DIRECTIVE:
Pick out every line in the material below that contains the word "came" and copy each one down.

———

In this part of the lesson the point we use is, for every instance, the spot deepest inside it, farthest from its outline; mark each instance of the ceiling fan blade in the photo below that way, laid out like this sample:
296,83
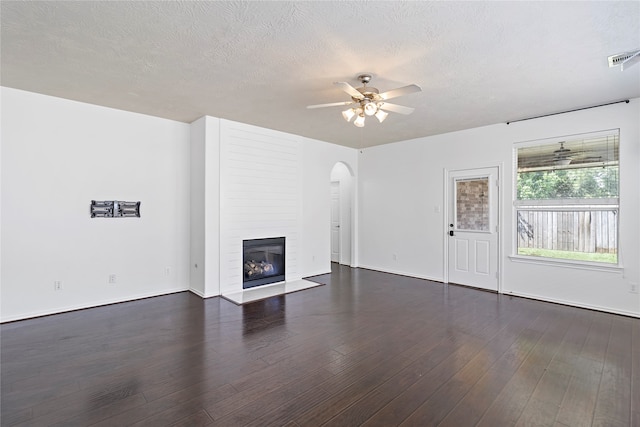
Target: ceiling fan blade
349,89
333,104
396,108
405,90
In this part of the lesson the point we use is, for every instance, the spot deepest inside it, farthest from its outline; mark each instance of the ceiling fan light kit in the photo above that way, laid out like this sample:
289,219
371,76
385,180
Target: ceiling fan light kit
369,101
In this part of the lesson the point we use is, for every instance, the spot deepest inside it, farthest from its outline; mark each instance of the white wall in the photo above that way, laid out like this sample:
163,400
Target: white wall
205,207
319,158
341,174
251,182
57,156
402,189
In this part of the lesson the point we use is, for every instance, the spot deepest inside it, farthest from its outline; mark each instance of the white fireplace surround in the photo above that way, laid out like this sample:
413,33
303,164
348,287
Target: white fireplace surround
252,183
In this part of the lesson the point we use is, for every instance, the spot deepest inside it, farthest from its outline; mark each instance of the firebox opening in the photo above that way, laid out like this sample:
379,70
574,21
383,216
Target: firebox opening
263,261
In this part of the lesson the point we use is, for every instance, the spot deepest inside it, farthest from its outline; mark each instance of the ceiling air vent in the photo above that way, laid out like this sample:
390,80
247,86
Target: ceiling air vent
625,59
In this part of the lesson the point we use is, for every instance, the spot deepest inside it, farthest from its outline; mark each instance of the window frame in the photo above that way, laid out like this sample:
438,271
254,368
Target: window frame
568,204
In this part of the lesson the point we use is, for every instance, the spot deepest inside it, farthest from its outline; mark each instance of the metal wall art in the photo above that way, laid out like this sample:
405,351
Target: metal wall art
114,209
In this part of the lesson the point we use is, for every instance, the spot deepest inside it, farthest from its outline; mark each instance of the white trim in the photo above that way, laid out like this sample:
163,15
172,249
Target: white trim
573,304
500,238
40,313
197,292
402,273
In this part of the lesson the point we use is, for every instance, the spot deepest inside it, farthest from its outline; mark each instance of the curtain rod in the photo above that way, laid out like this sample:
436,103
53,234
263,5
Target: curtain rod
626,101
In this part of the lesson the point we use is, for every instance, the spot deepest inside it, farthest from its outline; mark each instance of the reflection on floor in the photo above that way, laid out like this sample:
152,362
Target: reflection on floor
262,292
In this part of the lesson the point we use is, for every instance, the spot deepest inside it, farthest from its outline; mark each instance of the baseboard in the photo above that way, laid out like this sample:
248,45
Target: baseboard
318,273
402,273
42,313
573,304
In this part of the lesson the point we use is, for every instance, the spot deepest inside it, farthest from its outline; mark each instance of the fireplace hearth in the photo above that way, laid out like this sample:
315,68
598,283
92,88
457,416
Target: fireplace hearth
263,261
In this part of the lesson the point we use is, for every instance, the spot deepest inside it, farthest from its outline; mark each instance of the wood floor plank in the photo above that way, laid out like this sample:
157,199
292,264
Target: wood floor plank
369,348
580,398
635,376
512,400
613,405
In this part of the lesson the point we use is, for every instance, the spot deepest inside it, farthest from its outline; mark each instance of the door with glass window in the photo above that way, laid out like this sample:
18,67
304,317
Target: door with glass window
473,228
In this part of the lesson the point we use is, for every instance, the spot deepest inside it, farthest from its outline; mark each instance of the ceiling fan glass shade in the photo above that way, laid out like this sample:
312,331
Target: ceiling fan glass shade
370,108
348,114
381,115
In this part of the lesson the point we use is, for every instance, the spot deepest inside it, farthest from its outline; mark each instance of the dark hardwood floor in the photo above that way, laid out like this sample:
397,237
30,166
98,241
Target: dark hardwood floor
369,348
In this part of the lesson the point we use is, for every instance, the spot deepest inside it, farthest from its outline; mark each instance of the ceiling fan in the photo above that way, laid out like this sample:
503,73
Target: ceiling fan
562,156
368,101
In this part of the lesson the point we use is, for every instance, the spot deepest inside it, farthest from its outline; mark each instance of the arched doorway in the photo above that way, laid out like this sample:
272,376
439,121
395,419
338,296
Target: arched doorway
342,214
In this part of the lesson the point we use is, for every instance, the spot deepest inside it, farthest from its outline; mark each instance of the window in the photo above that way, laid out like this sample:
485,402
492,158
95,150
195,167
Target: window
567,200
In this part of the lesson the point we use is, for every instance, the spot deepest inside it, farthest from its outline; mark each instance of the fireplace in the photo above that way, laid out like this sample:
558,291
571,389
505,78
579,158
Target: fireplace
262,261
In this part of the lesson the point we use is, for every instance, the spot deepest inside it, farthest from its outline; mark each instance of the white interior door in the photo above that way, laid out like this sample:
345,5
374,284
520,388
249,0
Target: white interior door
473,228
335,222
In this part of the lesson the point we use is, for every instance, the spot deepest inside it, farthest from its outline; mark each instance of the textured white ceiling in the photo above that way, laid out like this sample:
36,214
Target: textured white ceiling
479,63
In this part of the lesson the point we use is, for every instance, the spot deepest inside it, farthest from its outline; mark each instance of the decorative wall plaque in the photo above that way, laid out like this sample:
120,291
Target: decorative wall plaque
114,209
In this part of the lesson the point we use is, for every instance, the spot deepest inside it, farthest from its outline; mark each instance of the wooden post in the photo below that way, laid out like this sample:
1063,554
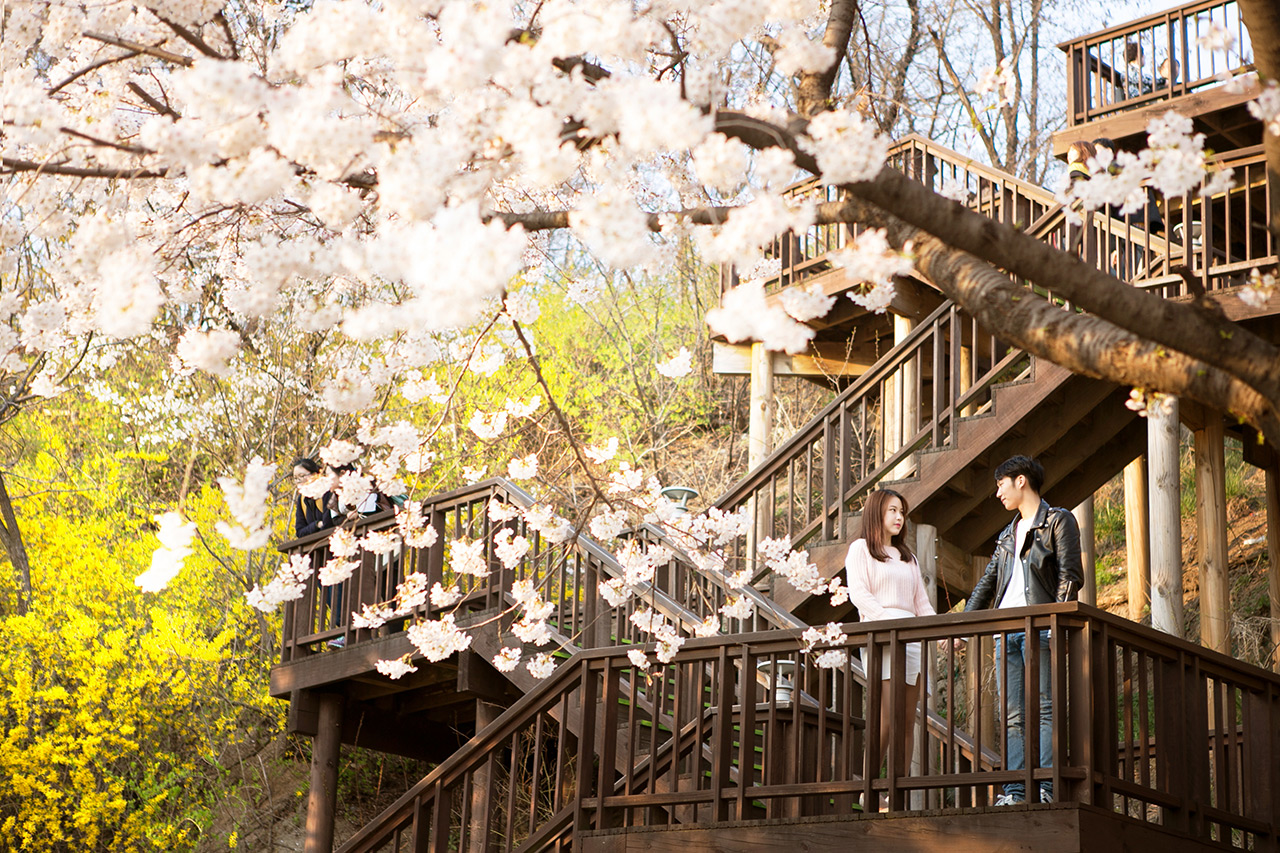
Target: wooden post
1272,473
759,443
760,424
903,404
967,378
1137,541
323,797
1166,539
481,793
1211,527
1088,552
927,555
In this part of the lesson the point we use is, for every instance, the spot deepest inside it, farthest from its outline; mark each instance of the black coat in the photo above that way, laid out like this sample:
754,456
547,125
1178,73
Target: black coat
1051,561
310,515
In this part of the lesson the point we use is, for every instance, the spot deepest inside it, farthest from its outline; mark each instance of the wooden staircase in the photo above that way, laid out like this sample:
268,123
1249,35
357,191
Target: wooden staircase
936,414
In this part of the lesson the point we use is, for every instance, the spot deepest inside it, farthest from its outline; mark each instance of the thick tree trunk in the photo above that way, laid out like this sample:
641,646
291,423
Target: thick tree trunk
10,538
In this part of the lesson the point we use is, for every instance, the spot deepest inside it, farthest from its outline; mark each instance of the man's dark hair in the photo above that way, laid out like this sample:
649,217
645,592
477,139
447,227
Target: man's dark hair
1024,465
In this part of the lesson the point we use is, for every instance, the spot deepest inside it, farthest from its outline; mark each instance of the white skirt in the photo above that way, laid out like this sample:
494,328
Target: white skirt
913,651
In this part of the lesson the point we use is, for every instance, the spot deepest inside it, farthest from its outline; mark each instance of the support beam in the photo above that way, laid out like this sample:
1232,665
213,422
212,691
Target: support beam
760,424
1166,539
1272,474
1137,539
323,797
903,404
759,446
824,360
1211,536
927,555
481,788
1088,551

———

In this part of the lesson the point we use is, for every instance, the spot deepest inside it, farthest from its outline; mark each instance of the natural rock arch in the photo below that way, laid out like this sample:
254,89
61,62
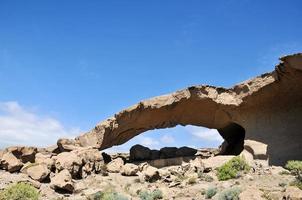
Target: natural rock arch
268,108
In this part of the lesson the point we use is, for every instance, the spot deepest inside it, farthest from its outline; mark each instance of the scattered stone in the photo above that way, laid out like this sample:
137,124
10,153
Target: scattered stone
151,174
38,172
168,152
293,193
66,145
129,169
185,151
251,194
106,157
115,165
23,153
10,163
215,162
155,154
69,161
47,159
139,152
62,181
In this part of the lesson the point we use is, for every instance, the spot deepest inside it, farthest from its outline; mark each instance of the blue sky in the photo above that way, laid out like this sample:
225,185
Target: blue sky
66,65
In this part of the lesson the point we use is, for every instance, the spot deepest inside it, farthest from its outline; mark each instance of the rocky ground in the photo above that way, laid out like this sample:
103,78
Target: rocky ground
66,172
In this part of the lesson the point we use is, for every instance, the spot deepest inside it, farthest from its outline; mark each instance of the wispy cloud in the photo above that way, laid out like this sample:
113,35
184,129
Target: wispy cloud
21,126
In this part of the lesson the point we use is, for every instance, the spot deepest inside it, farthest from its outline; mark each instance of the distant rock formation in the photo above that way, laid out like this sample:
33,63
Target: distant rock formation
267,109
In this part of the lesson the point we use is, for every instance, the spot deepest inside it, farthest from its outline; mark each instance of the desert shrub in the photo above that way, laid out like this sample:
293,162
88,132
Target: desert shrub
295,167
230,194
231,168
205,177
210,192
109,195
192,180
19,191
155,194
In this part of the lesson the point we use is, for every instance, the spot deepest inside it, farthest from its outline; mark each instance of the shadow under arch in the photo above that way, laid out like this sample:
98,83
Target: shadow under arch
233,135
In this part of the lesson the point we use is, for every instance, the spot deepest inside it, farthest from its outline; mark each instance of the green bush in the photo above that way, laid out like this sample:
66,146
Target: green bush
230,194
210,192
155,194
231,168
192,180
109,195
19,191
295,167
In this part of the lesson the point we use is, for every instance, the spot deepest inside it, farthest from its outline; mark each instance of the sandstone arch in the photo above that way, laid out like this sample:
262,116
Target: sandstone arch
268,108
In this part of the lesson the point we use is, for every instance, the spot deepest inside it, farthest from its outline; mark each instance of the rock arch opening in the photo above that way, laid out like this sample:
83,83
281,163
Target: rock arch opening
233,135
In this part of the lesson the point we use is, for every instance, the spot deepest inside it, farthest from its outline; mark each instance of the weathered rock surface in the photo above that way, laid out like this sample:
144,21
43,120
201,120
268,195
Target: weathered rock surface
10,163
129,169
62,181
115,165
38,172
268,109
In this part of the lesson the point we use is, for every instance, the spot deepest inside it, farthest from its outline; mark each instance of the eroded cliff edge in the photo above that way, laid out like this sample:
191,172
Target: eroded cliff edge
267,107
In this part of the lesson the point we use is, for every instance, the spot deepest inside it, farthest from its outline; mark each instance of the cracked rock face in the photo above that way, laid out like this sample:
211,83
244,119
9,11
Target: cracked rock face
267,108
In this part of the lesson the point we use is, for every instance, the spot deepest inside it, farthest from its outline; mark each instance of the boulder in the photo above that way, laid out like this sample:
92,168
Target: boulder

———

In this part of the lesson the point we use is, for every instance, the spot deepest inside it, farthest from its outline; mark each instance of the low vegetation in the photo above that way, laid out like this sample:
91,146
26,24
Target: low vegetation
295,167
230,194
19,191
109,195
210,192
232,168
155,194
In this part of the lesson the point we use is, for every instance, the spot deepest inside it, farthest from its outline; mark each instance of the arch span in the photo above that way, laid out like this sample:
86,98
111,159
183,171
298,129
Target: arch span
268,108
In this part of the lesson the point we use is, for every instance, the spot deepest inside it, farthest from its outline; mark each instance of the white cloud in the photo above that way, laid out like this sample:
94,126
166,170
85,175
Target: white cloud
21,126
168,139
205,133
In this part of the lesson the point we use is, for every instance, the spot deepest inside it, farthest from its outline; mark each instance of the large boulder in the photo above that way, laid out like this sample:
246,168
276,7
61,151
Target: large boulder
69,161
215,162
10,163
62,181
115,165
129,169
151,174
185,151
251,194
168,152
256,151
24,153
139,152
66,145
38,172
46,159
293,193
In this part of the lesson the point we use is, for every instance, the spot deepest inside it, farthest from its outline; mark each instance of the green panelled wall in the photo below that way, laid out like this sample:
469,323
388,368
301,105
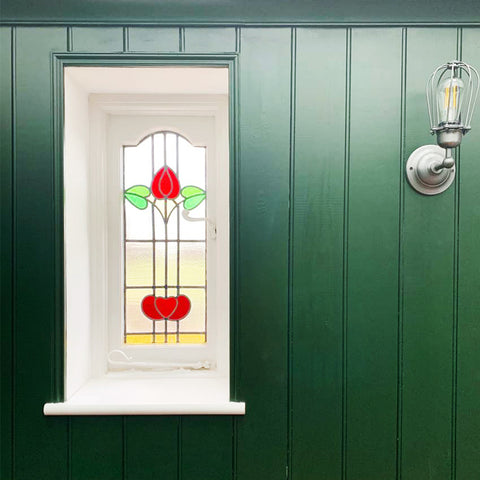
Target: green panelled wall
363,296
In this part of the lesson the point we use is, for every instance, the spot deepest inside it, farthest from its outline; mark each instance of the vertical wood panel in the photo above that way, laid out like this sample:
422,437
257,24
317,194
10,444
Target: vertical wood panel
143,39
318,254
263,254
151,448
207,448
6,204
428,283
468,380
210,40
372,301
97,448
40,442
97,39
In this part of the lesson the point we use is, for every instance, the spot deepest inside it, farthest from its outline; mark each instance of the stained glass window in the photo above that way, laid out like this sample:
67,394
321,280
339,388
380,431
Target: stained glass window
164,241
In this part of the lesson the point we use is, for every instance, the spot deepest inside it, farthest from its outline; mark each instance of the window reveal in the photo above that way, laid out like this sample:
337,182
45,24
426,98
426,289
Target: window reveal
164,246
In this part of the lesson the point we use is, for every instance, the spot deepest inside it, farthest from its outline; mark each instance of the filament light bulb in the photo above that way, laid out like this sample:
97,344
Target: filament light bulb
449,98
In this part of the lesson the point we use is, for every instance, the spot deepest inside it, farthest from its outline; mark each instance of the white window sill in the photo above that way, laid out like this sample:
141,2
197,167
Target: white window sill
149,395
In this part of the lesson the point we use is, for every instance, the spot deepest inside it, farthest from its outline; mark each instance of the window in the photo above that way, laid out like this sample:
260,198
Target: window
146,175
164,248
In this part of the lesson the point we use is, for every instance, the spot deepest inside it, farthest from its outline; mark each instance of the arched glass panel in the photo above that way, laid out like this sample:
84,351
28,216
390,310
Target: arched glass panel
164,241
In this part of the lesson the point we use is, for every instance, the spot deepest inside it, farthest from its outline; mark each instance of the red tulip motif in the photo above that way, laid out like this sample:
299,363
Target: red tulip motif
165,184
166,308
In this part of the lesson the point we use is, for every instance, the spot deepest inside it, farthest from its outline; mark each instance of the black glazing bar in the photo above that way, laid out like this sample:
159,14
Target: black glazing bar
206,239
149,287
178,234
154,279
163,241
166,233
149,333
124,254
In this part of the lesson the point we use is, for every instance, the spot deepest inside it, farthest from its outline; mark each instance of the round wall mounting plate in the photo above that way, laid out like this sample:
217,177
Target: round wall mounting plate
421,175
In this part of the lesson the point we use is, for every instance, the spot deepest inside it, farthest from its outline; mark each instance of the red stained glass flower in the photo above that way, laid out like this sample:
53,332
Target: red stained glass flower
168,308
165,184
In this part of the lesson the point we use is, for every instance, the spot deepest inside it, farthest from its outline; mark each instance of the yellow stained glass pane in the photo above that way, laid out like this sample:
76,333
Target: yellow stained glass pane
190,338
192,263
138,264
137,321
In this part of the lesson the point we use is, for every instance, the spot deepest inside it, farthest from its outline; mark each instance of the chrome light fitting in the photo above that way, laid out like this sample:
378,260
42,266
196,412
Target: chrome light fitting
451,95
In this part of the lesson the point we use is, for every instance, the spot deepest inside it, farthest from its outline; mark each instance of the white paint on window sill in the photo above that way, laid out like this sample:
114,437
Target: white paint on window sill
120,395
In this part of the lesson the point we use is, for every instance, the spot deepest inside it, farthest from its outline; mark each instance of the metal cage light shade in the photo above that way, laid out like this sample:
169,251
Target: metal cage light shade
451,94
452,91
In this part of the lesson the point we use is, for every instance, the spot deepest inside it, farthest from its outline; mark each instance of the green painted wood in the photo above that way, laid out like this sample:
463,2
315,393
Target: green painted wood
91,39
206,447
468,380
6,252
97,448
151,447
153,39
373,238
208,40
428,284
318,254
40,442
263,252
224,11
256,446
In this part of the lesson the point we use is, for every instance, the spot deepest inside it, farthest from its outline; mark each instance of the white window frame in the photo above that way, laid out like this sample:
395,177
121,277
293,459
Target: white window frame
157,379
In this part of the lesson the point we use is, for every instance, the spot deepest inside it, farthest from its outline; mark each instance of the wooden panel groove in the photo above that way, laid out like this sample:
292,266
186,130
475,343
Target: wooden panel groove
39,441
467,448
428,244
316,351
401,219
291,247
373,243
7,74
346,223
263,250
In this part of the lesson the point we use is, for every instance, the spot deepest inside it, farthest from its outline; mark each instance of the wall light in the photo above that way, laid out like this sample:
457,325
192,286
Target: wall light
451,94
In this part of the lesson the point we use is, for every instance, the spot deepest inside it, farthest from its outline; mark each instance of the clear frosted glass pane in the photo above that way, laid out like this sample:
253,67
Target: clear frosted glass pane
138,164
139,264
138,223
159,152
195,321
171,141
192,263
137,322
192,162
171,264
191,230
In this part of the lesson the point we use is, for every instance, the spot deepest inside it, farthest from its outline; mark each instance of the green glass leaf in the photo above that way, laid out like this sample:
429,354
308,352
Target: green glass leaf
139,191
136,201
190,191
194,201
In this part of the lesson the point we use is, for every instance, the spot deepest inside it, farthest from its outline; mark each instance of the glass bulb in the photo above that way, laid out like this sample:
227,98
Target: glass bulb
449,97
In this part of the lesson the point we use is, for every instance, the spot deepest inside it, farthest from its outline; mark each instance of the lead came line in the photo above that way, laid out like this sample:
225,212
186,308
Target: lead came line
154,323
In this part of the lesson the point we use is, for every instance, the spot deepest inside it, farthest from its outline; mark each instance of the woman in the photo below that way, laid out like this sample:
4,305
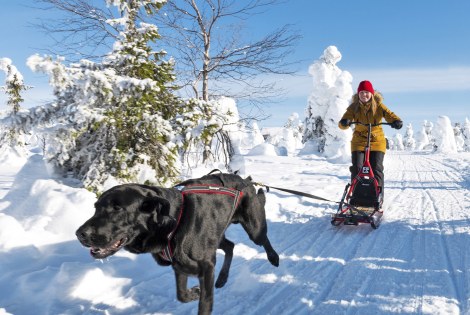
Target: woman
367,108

———

PROBLEM SOLUTION:
In this part of the lesson the point we use is, for every instance, the spot deepest inside it, farthest from its outline; mark each instance of the lead came line in the photo above that way, laid out like this sample:
Target: lead came line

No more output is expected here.